• Do this: Gather each line in the records below that contains the string "gate" and copy those lines in full. Case counts.

======== Provided information ========

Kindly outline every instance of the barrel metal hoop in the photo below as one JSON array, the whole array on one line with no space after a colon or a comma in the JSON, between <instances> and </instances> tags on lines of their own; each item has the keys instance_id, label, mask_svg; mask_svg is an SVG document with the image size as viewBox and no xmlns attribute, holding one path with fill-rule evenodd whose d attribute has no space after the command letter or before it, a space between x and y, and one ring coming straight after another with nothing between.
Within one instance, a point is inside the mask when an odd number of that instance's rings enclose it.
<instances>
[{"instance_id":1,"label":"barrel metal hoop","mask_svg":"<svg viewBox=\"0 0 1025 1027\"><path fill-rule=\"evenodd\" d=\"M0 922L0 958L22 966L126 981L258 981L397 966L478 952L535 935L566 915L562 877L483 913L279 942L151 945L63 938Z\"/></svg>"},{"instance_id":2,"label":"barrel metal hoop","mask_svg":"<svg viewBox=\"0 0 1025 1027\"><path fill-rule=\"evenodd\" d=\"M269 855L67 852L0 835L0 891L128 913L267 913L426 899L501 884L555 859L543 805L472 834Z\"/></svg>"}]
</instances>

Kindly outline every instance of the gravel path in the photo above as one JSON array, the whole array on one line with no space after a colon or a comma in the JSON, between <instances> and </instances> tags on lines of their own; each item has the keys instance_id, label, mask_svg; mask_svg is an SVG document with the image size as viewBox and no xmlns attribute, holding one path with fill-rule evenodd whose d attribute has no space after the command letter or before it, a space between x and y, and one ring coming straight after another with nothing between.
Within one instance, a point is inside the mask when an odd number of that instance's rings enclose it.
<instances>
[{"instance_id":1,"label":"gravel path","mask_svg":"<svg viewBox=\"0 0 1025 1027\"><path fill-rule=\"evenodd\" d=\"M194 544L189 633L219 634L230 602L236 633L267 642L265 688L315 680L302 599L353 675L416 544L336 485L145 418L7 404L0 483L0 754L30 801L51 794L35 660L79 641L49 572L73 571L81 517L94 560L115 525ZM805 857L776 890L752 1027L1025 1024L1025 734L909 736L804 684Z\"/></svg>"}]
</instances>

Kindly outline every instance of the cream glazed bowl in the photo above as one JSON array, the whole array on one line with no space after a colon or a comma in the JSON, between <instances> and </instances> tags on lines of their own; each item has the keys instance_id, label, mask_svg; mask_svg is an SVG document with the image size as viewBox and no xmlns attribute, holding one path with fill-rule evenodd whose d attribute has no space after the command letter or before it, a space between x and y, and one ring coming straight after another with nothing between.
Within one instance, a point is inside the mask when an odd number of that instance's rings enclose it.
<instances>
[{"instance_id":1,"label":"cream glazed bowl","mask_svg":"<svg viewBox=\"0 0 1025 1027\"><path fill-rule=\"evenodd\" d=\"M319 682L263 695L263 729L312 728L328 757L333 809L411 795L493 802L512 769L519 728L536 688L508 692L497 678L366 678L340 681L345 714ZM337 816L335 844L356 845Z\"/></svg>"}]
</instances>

========
======== Provided information ========

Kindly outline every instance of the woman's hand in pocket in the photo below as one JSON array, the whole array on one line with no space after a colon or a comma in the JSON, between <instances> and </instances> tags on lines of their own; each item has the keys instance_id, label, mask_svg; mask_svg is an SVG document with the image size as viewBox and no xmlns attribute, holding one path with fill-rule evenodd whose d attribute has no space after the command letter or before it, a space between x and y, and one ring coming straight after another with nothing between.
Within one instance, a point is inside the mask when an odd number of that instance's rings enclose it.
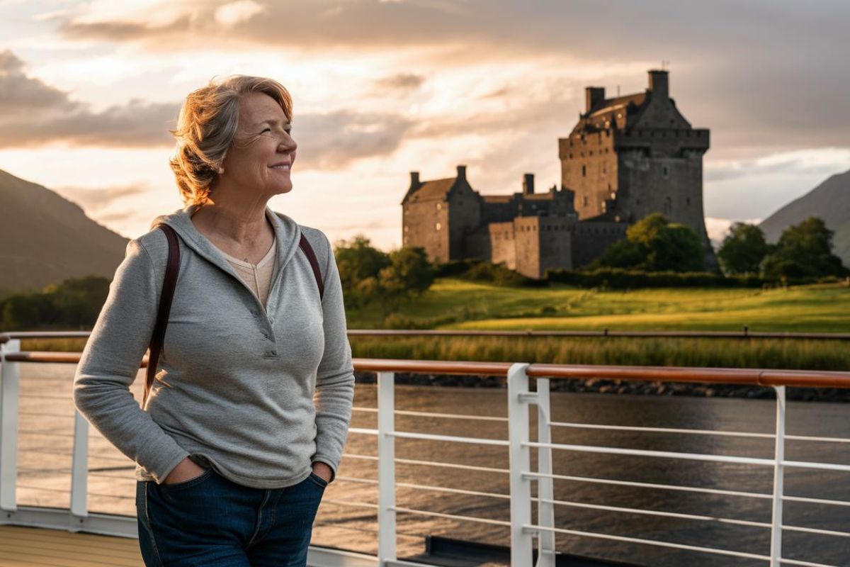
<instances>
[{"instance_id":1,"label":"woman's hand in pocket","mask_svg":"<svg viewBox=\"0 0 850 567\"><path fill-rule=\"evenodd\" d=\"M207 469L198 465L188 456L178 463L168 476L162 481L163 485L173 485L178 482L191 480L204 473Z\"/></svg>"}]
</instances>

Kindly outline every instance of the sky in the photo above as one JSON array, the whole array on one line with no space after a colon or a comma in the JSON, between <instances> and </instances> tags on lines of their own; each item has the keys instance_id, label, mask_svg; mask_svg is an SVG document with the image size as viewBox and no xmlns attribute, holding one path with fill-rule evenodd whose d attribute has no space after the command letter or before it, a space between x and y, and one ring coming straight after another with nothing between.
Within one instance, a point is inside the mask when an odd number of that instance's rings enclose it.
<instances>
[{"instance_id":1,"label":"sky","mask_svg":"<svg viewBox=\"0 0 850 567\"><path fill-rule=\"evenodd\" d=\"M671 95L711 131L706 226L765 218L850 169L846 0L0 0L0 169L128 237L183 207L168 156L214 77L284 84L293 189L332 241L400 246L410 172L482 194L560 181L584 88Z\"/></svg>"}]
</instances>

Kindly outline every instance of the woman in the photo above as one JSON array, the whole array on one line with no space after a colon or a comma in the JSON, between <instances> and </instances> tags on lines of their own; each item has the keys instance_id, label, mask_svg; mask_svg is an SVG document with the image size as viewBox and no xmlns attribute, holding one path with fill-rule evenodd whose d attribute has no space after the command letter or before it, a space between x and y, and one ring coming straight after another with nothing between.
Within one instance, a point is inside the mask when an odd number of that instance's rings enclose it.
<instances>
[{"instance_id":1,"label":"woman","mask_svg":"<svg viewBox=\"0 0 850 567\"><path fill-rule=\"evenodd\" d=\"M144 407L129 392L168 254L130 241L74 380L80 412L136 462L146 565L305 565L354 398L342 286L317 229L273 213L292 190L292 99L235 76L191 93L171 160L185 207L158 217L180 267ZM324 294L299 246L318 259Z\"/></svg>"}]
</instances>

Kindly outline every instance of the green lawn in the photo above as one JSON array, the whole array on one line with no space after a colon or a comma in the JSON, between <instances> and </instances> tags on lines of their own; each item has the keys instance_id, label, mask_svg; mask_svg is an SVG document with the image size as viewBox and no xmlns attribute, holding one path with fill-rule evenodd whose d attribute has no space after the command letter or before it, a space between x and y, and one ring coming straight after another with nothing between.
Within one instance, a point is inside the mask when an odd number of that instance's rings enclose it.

========
======== Provided information ========

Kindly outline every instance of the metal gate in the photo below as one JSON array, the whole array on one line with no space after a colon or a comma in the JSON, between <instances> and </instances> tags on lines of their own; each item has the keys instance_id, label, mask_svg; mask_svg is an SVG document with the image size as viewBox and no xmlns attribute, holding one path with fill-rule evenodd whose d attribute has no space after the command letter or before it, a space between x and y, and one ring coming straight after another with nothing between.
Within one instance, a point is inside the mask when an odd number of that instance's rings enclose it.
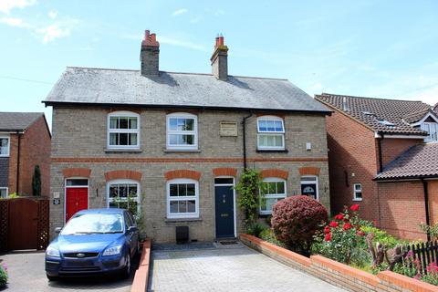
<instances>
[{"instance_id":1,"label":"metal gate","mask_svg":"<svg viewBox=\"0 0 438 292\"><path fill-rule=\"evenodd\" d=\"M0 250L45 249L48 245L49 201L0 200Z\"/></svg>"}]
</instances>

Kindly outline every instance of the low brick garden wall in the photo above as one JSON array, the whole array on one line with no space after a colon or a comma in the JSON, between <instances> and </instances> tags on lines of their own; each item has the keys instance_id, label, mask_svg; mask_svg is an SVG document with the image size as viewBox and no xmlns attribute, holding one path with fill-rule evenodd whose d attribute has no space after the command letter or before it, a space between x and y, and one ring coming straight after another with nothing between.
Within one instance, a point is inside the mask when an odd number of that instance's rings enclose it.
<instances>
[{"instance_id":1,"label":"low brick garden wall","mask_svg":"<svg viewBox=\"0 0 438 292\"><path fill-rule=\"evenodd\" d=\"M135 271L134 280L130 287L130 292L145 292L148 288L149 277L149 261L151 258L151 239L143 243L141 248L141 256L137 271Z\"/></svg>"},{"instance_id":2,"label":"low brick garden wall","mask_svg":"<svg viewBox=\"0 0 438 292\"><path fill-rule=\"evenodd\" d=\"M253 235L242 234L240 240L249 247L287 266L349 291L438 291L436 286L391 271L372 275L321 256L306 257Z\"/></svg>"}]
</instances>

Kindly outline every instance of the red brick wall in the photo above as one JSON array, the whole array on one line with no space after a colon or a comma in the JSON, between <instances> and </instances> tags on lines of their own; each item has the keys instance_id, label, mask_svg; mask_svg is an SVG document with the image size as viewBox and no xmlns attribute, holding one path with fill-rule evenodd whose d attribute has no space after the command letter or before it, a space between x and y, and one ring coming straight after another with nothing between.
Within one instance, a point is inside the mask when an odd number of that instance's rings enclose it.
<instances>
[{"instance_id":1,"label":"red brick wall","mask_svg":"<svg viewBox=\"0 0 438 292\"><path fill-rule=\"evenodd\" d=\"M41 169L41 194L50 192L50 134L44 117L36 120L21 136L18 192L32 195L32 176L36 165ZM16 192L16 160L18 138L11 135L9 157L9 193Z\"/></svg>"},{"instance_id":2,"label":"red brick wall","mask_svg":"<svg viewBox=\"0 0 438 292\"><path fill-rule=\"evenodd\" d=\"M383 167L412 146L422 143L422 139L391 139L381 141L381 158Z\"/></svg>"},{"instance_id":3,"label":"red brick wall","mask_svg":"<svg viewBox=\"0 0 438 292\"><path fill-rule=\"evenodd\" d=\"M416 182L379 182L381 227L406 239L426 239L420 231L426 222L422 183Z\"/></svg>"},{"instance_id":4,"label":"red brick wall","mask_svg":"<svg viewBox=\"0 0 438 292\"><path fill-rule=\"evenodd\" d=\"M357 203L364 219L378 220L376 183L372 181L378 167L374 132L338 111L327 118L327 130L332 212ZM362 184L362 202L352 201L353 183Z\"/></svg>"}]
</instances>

========

• Output of the exercise:
Kindly outline every instance of the metal gate in the photo below as one JSON array, the whole array on one line with no space after a colon or a comma in the JSON, between <instances> and </instances> tags on lines of their own; each item has the keys instance_id, label, mask_svg; mask_svg is an SVG document with the image size as viewBox and no xmlns attribute, holding one path with fill-rule evenodd whose d attribute has no space after the command letter or before it, a space between x and y, and one ring coming straight after another with nothing between.
[{"instance_id":1,"label":"metal gate","mask_svg":"<svg viewBox=\"0 0 438 292\"><path fill-rule=\"evenodd\" d=\"M0 250L45 249L48 245L49 201L0 200Z\"/></svg>"}]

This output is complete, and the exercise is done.